_Instructions for the task:_ A word-for-word restatement of the full listing is required.

★ ★ ★ ★

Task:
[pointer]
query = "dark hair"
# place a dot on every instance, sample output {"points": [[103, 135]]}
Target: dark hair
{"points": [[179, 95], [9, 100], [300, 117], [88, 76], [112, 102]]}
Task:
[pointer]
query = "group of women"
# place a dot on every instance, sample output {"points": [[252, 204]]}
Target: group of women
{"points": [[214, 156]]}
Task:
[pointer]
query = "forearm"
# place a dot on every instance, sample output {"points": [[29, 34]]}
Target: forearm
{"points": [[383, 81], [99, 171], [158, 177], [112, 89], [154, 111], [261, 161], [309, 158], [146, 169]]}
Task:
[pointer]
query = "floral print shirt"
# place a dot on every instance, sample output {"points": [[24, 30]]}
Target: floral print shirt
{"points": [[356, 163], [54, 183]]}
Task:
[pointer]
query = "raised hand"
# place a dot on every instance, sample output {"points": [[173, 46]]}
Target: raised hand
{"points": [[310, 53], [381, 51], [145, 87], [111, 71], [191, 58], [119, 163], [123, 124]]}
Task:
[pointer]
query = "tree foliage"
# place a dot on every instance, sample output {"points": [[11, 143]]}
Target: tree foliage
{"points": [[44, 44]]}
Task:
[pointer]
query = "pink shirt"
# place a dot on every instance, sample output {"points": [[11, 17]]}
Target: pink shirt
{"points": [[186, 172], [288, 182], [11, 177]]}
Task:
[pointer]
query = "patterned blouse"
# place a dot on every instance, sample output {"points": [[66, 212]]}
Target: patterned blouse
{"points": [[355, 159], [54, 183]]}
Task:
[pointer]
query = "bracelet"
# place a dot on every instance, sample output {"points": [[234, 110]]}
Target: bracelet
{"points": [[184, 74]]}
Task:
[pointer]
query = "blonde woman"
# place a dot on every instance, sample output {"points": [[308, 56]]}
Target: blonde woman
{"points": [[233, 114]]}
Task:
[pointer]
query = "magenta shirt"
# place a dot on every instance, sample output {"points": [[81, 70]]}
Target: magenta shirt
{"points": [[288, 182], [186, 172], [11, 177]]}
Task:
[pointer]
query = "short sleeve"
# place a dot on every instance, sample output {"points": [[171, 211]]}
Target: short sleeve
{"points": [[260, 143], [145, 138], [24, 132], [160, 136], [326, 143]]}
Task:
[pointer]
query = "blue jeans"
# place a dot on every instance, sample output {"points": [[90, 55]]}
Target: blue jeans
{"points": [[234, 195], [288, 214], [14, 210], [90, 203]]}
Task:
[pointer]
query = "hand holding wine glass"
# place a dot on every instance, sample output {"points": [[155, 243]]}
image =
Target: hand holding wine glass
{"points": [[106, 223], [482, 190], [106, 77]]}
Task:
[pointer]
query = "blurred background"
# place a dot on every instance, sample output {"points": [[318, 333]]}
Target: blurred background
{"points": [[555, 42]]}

★ ★ ★ ★

_Exercise answer:_
Task:
[pointer]
query = "dark hair"
# place a dot on every instance, sample output {"points": [[103, 135]]}
Target: dark hair
{"points": [[179, 95], [9, 100], [300, 117], [88, 76], [112, 102]]}
Task:
[pointer]
query = "group of women"
# place a dot on every instance, sample output {"points": [[252, 204]]}
Target: group of women
{"points": [[214, 156]]}
Task:
[pointer]
query = "forearm"
# place a dot on every instance, sample output {"points": [[29, 34]]}
Target: forearm
{"points": [[383, 81], [99, 171], [158, 177], [112, 89], [154, 111], [261, 161], [309, 158], [146, 169]]}
Task:
[pointer]
query = "floral print shirt"
# place a dot on every instance, sample output {"points": [[24, 30]]}
Target: floral print shirt
{"points": [[356, 163], [54, 183]]}
Task:
[pointer]
query = "raised hand"
# place a dot on every instance, sample output {"points": [[173, 46]]}
Target: raised hand
{"points": [[310, 53], [381, 51], [145, 87], [111, 71], [191, 58], [119, 163], [123, 124]]}
Task:
[pointer]
query = "tree foliage"
# place a dot on every instance, sample output {"points": [[11, 143]]}
Target: tree foliage
{"points": [[44, 44]]}
Task:
[pointer]
query = "pink shirt"
# place a dot on every instance, sample output {"points": [[11, 17]]}
Target: pink shirt
{"points": [[186, 172], [288, 182], [11, 177]]}
Task:
[pointer]
query = "patterned blouse"
# place a dot on every instance, sample output {"points": [[66, 212]]}
Target: patterned blouse
{"points": [[355, 159], [54, 183]]}
Task:
[pointer]
query = "bracelet"
# place a dot on every instance, sample output {"points": [[234, 110]]}
Target: bracelet
{"points": [[184, 74]]}
Task:
[pointer]
query = "blonde woman"
# place a dot on every instance, sample output {"points": [[308, 56]]}
Target: blonde woman
{"points": [[233, 114]]}
Task:
[pointer]
query = "magenta shirt"
# place a dot on every instance, sample output {"points": [[81, 70]]}
Target: magenta shirt
{"points": [[288, 182], [186, 172], [11, 177]]}
Task:
[pointer]
query = "short sleeve"
# place a dot on every instance, sample output {"points": [[171, 211]]}
Target: short sleeve
{"points": [[260, 143], [145, 138], [24, 132], [160, 136], [326, 143]]}
Task:
[pointer]
query = "blue jeans"
# place a dot on every instance, sample output {"points": [[90, 55]]}
Target: blue jeans
{"points": [[234, 195], [288, 214], [14, 210], [90, 203]]}
Task:
[pointer]
query = "hand holding wine glass"
# place a dot on every instance, sample output {"points": [[155, 243]]}
image =
Target: hand holding wine glass
{"points": [[106, 223], [482, 190], [106, 77]]}
Task:
[pointer]
query = "blurred background"
# place a dot on every instance, sample output {"points": [[318, 333]]}
Target: blurred background
{"points": [[555, 42]]}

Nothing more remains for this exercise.